* [TEXTE PRÉSENTÉ]
....................

La consommation de moules est répandue au Nunavik. Pendant l'été, plus de la moitié de la population mange des moules récoltées à proximité des villages.
— Isabelle Dubois/ArcticNet
L'auteur principal, Benoît Lévesque, du Département de médecine sociale et préventive, rappelle que les moules sont prisées au Nunavik. Une enquête a révélé que la proportion de répondants qui consomme ces mollusques atteint 19 % en hiver et augmente jusqu'à 57 % en été. Les habitants des communautés inuites du Nunavik cueillent les moules à marée basse et les consomment parfois cuites, parfois crues. Comme les moules s'établissent près des côtes, qu'elles se nourrissent en filtrant le phytoplancton, le zooplancton et les autres particules organiques en suspension dans l'eau, et qu'on les retrouve parfois à proximité des sites de déversement des eaux usées, les chercheurs ont voulu savoir si leur consommation posait des risques pour la santé.
Entre 2004 et 2007, des moules ont été récoltées en été et en automne dans des zones situées à proximité des villages de Salluit, Aupaluk, Tasiujaq, Quaqtaq, Kangirsuk et Inukjuak. Les analyses ont montré que ces mollusques étaient pratiquement exempts de bactéries et de virus pathogènes. «Leur qualité est bien meilleure que celle des moules des côtes américaines, des côtes européennes ou encore de l'estuaire maritime du Saint-Laurent», constate le professeur Lévesque. Par contre, les données montrent qu'une bonne partie des moules est contaminée par des protozoaires qui peuvent causer des diarrhées prolongées ou chroniques: 18 % des échantillons contiennent du Giardia duodenalis et 73 % contiennent des souches de Cryptosporidium. «Ces organismes proviennent probablement des mammifères marins et des oiseaux et peuvent être transmis aux humains par l'intermédiaire des moules», précise le chercheur.
Toutes les souches de Cryptosporidium ne sont pas pathogènes et il est possible qu'une immunité naturelle se développe chez les gens qui y sont exposés. «Nous estimons toutefois qu'il vaut mieux ne pas prendre de risques. C'est pourquoi nous recommandons aux gens de faire cuire soigneusement les moules avant de les consommer», explique Benoît Lévesque. Les chercheurs n'ont pas de données permettant d'établir dans quelle mesure la consommation de moules crues est répandue au Nunavik. Toutefois, comme une partie de la population consomme déjà des moules cuites, leur recommandation pourrait être entendue. «Ce serait une bonne habitude à prendre étant donné que le réchauffement climatique pourrait augmenter le risque de contamination biologique des moules, prévient le chercheur. Mais ce n'est pas demain la veille», ajoute-t-il aussitôt.
Christine Barthe (MAPAQ), Brent Dixon et Lorna Parrington (Santé Canada), Daniel Martin (CHUQ), Bill Doidge (Corporation Makivik), Jean-François Proulx (Régie régionale de la santé et des services sociaux du Nunavik) et Donald Murphy (INSPQ) sont les autres signataires de l'article.

....................

* [CONSIGNE 1] Recopiez le passage du texte sur les moules du Nunavik qui commence aux mots « La consommation de moules est » et s'arrête après « proximité des villages. ».
* [CONSIGNE 2] Veuillez relever, dans le texte sur les moules du Nunavik, tous les villages près desquels des moules ont été récoltées entre 2004 et 2007.

* [DONNÉES FOURNIES]
....................

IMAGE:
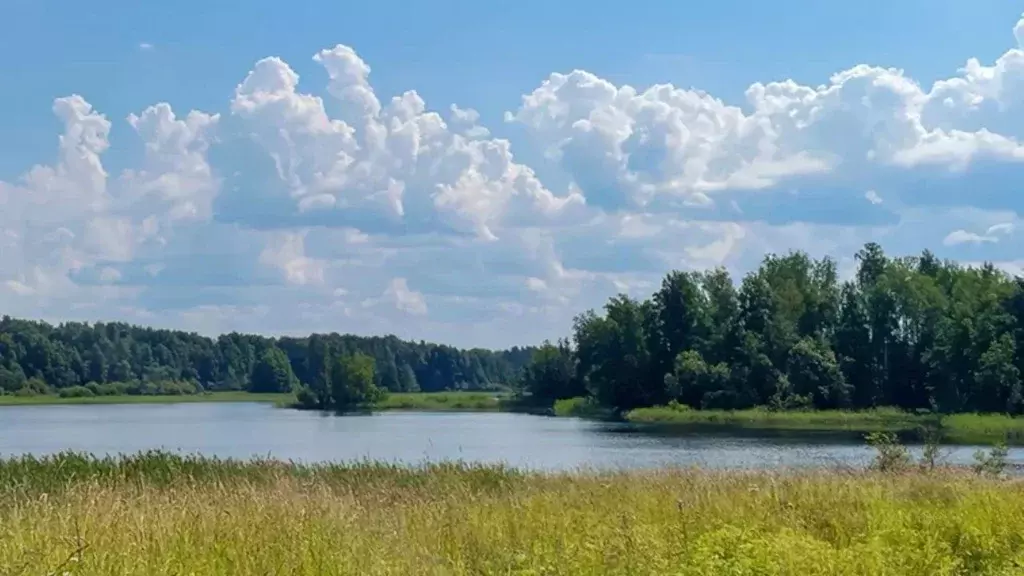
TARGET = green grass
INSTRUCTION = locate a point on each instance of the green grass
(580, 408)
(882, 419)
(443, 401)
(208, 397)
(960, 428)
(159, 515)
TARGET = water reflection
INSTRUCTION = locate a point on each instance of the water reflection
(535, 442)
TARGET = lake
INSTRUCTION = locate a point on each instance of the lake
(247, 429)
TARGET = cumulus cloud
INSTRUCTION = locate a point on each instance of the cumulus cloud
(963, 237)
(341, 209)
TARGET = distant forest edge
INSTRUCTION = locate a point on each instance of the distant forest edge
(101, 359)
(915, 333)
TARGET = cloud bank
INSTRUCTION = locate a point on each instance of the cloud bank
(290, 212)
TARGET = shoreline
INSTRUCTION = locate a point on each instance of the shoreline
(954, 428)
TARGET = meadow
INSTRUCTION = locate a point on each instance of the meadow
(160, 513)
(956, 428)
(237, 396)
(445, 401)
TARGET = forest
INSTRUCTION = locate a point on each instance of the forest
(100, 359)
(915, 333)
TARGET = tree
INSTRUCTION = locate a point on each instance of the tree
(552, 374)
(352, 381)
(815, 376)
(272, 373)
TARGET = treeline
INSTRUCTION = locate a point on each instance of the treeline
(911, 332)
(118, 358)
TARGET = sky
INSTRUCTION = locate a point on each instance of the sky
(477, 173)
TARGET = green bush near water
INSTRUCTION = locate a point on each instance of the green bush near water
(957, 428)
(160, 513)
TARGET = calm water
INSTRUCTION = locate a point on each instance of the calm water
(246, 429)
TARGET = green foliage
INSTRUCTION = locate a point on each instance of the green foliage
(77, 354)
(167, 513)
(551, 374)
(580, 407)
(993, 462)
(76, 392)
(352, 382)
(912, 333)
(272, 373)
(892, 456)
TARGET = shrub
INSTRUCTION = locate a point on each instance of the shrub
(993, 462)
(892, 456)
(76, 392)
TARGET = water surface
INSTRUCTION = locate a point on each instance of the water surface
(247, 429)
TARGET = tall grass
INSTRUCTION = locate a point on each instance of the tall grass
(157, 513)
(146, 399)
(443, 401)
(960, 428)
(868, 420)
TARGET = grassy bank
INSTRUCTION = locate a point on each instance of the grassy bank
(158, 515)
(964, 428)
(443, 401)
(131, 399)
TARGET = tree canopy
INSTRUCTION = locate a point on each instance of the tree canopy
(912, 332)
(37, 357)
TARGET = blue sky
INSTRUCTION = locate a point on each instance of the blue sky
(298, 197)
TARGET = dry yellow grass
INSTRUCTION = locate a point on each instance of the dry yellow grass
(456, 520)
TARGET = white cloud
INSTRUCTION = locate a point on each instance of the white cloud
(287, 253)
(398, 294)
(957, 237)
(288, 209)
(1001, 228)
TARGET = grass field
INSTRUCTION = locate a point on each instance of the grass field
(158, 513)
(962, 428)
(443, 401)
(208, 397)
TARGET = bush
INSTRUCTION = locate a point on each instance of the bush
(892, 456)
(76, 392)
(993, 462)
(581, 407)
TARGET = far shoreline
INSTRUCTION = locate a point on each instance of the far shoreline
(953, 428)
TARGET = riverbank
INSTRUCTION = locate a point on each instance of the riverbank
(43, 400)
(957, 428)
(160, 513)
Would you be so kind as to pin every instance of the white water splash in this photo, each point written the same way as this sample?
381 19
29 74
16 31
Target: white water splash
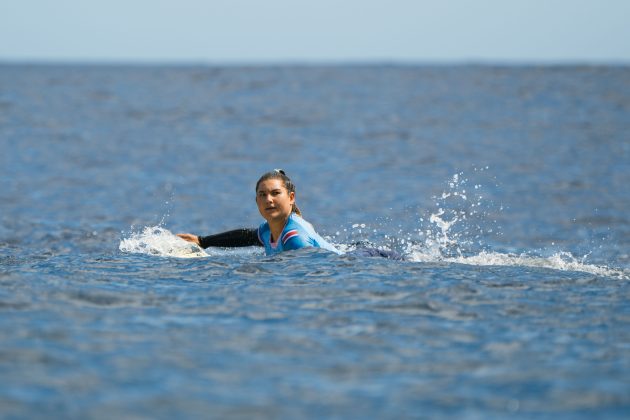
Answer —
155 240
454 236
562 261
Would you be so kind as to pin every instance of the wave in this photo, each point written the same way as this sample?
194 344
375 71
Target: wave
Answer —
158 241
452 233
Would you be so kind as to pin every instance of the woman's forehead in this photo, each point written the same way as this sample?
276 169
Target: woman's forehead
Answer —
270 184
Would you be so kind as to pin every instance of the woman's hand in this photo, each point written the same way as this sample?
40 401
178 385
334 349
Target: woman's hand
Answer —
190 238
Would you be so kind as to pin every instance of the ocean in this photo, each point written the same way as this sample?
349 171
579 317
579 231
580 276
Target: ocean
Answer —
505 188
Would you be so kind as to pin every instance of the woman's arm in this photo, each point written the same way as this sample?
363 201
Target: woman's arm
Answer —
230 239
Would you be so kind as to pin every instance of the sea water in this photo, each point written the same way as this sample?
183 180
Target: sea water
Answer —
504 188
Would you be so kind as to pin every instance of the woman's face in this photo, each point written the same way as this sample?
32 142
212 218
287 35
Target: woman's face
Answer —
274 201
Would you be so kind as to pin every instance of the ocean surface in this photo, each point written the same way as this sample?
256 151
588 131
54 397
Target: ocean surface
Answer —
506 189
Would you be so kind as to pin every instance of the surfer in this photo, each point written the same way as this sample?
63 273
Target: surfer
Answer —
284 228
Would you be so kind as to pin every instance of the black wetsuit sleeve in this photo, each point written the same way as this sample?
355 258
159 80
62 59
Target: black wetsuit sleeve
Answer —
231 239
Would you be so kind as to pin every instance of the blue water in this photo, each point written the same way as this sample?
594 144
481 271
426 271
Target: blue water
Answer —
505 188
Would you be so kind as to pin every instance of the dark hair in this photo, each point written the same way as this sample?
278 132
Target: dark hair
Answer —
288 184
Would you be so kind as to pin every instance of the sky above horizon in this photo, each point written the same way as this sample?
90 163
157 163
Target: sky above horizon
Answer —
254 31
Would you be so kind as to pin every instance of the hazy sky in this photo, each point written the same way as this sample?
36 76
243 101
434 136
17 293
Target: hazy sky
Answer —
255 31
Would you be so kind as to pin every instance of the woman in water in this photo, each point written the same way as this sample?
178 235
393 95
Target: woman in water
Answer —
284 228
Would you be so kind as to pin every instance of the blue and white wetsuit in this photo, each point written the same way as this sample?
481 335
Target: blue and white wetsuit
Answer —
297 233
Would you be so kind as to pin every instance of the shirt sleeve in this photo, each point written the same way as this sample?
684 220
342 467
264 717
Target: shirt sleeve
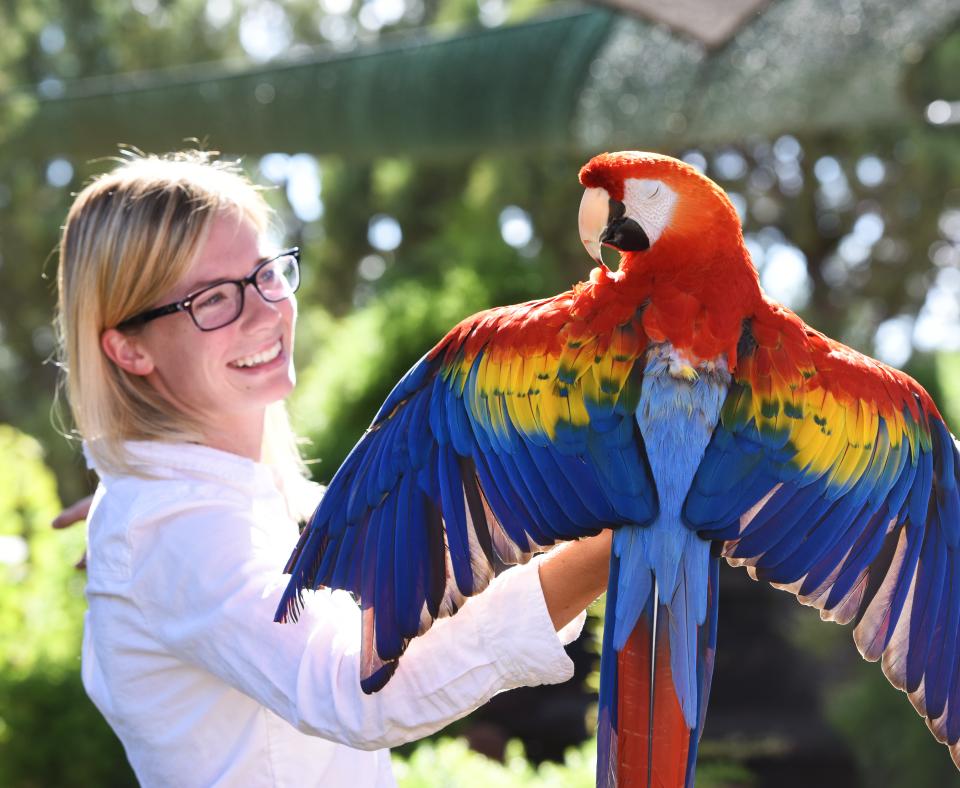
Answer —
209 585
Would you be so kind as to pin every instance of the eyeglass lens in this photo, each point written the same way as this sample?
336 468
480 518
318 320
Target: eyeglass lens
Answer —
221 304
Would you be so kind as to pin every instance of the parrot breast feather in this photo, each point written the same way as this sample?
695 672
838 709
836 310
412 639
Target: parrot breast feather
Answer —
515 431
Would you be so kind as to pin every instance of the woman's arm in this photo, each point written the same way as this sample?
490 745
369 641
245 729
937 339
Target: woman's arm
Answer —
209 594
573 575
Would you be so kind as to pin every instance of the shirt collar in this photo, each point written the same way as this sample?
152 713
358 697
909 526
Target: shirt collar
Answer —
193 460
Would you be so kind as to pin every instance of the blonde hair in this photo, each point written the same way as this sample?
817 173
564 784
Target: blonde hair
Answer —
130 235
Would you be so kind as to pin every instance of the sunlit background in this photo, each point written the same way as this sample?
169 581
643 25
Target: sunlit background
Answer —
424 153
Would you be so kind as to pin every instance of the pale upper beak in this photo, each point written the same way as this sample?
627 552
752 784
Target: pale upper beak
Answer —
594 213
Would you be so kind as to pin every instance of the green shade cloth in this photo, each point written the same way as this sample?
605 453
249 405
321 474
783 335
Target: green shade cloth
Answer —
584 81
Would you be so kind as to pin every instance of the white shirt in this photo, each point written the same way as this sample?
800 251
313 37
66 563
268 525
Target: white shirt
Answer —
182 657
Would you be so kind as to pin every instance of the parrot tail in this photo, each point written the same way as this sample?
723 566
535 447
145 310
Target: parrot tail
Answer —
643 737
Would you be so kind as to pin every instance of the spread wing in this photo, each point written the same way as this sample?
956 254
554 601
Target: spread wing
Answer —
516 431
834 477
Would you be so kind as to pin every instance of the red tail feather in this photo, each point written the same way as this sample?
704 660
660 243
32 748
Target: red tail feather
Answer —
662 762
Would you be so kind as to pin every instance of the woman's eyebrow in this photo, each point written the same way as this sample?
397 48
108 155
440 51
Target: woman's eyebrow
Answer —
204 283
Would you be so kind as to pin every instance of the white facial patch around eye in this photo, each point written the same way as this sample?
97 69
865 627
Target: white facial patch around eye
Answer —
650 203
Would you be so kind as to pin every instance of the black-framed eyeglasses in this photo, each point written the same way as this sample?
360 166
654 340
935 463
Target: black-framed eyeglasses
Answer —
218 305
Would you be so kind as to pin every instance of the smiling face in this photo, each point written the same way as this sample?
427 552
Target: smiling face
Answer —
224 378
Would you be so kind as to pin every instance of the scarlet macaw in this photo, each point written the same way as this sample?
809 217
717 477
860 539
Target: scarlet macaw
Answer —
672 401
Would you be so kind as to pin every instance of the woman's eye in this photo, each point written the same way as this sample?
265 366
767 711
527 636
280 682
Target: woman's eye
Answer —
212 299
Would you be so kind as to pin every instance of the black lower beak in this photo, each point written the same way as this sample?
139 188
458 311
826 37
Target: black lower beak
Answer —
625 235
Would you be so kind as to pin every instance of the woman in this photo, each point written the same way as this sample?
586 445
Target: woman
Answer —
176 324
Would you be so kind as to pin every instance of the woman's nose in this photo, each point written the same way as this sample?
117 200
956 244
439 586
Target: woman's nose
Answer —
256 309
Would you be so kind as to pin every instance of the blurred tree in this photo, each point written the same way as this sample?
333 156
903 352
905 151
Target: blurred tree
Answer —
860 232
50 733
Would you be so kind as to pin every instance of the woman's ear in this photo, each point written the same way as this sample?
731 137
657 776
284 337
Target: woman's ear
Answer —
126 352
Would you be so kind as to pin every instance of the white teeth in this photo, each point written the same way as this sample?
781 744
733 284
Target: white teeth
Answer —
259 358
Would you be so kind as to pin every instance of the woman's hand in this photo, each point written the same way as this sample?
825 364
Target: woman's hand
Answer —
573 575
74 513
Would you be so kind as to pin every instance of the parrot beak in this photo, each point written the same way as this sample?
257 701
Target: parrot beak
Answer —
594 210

....................

* [SOLUTION 1]
La consommation de moules est répandue au Nunavik. Pendant l'été, plus de la moitié de la population mange des moules récoltées à proximité des villages.

* [SOLUTION 2]
Salluit
Aupaluk
Tasiujaq
Quaqtaq
Kangirsuk
Inukjuak